▶ **Exercise task A**
Copy the rows word for word, from the first row through the line containing "M286 982L202 1001L225". Leave out the pictures.
>> START Quoted passage
Crop Mobs: Building Muscle, Helping Farmers, Making Friends & Saving Heirloom Garlic
Oct. 11, 2013
By Rob Montalbano, Slow Food Member and Farmer
Slow Food Chicago is getting down and dirty. As in city folks getting their hands in the soil, boots in the mud, digging, planting, pulling, and washing. This year, Slow Food Chicago is organizing crop mobs for our area farmers. A crop mob is a group of volunteers who come together to work side by side with experienced farmers to get the type of work done that takes a whole community to complete. It’s been a rousing success and we’d like to share some of our stories.
We started the year in late April at Radical Root Farm in Grayslake, Illinois with beginning farmers Alex, Allison, Huckleberry, and River. On the farm, we planted – literally – thousands of green and red cabbage, fennel bulbs, rainbow Swiss chard, curly kale, and green, red, and speckled lettuce seedlings.
>> END Quoted passage
▶ **Exercise task B**
According to the crop mob article, where is Radical Root Farm located?
>> START Task inputs
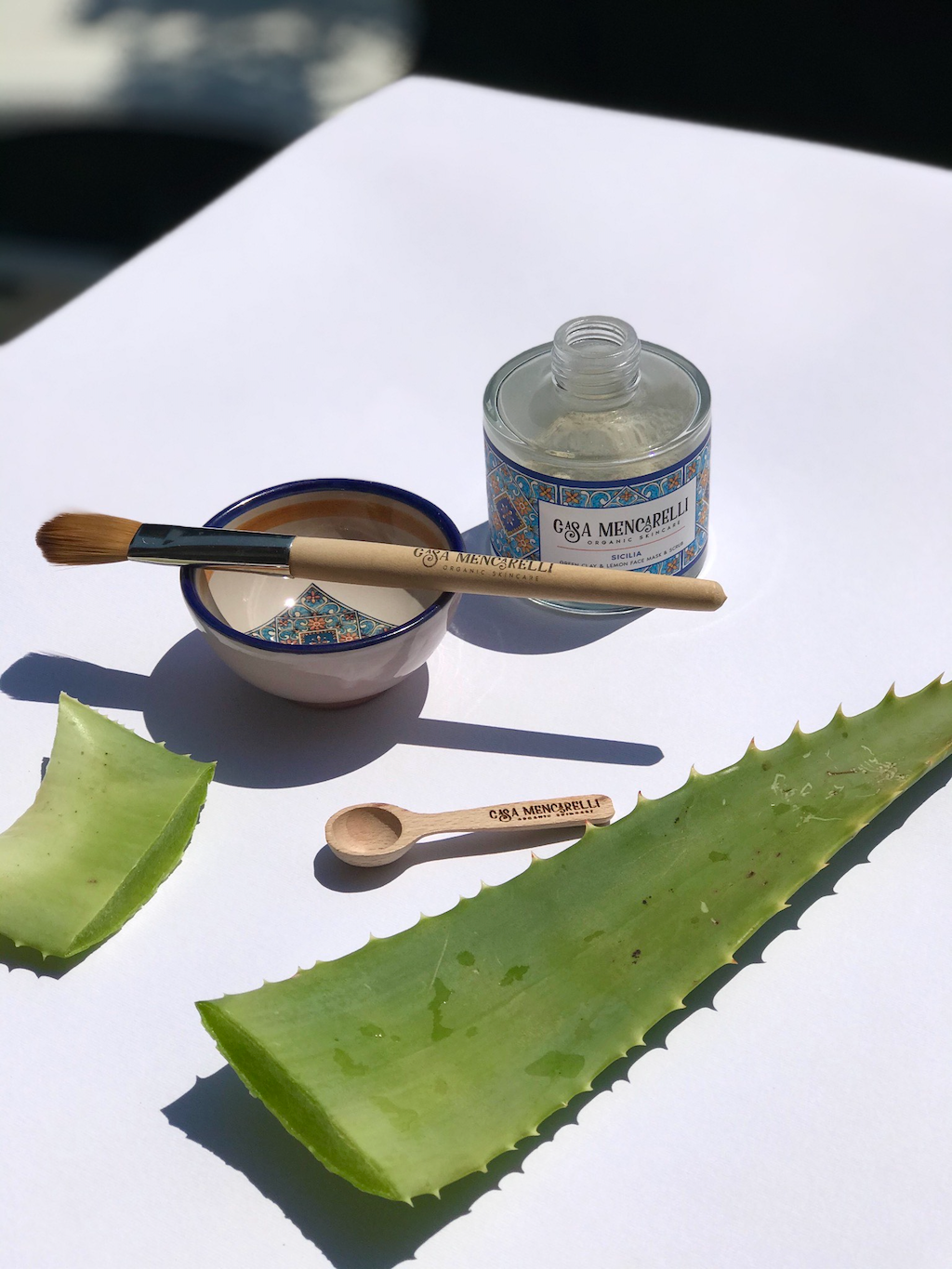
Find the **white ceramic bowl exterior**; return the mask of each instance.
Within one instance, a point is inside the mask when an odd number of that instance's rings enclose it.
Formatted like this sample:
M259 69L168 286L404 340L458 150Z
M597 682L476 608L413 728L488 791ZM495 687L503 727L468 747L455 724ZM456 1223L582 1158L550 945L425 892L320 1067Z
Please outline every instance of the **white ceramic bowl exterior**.
M371 481L278 485L232 504L208 524L463 549L458 529L439 508ZM312 596L302 594L308 588L302 580L182 570L192 617L226 665L264 692L317 706L357 704L413 674L446 634L458 602L449 593L326 586L331 603L315 608ZM334 615L322 615L327 612Z

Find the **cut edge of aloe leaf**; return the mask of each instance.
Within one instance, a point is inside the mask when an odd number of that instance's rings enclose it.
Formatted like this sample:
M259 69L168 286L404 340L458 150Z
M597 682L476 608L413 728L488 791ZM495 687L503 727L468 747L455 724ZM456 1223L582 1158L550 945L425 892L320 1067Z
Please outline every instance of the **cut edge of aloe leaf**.
M195 1005L206 1030L249 1093L268 1107L291 1136L329 1171L357 1184L359 1189L381 1198L413 1203L410 1195L393 1189L386 1175L324 1113L317 1101L307 1095L263 1044L256 1043L242 1027L222 1013L218 1004L215 1000L201 1000ZM255 1063L254 1076L249 1072L249 1062ZM355 1176L363 1178L364 1183L355 1181Z
M180 862L213 773L61 693L44 778L0 832L0 934L65 961L116 934Z

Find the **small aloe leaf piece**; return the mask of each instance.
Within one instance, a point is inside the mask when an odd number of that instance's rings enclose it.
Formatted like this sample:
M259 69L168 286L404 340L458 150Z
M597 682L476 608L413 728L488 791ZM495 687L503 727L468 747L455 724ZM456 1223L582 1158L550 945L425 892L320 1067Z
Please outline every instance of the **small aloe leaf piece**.
M60 957L114 934L182 859L213 772L61 694L36 801L0 834L0 933Z
M286 982L202 1001L225 1057L354 1185L409 1199L537 1126L952 749L952 687L753 742L513 881Z

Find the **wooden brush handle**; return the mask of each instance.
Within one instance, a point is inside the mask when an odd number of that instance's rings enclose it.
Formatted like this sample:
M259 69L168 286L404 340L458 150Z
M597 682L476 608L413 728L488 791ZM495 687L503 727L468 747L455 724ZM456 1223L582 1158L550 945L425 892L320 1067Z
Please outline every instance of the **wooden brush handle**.
M604 793L548 798L546 802L505 802L471 811L415 813L413 830L420 838L434 832L480 832L484 829L546 829L569 824L608 824L614 806Z
M655 572L586 569L481 556L470 551L399 547L388 542L294 538L291 576L310 581L350 581L410 590L458 590L527 599L562 599L630 608L685 608L713 612L725 600L716 581L666 577Z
>> END Task inputs
▶ **Result A**
Find the **white ceramic bowl exterior**; return the mask of each instance.
Within one instance, a point is inside the mask when an odd number of that instance's rings enclose it.
Formatted like this sample:
M259 69L168 286L404 340L458 150Z
M597 682L476 608L413 728L488 791ZM495 687L503 727L468 747L455 724ZM456 1223L582 1158L550 945L425 892L320 1067Z
Please outline every instance of the **white ceramic bowl exterior**.
M371 481L278 485L232 504L208 524L463 549L458 529L439 508ZM312 596L302 594L308 588L302 580L182 570L192 617L226 665L264 692L317 706L357 704L413 674L446 634L458 602L449 593L326 586L331 603L315 608ZM334 615L322 615L327 612Z

Find the **cut edge of aloe leaf**; return the mask of each instance.
Within one instance, a point is inside the mask when an odd number of that instance's rings enclose it.
Formatted like this sample:
M259 69L168 286L404 340L458 150Z
M597 682L476 608L413 728L488 791ZM495 687L503 727L468 747L455 724ZM456 1223L582 1158L550 945L425 892L320 1067Z
Please outline every instance of the **cut edge of aloe leaf**.
M195 1005L206 1030L249 1093L268 1107L291 1136L329 1171L357 1184L359 1189L381 1198L413 1203L410 1195L393 1189L386 1175L324 1113L317 1101L307 1095L263 1044L256 1043L242 1027L222 1013L218 1004L215 1000L201 1000ZM255 1063L254 1076L249 1072L249 1062ZM355 1176L363 1178L364 1183L355 1181Z
M180 862L213 773L61 693L44 778L0 832L0 934L65 961L116 934Z

Find the **small aloe leaf piece**; return the mask of each instance.
Within one instance, a point is inside the mask when an odd number of that instance's rings enclose it.
Formatted like this sample:
M259 69L168 286L404 340L458 150Z
M597 682L476 608L413 728L488 791ZM495 687L503 727L468 747L455 724ZM456 1223L582 1158L550 945L425 892L320 1067Z
Please outline every instance of the **small aloe leaf piece**.
M60 957L114 934L182 859L213 772L61 694L36 801L0 834L0 933Z
M286 982L202 1001L225 1057L354 1185L409 1199L537 1126L952 749L952 687L753 742L513 881Z

▶ **Result B**
Grayslake, Illinois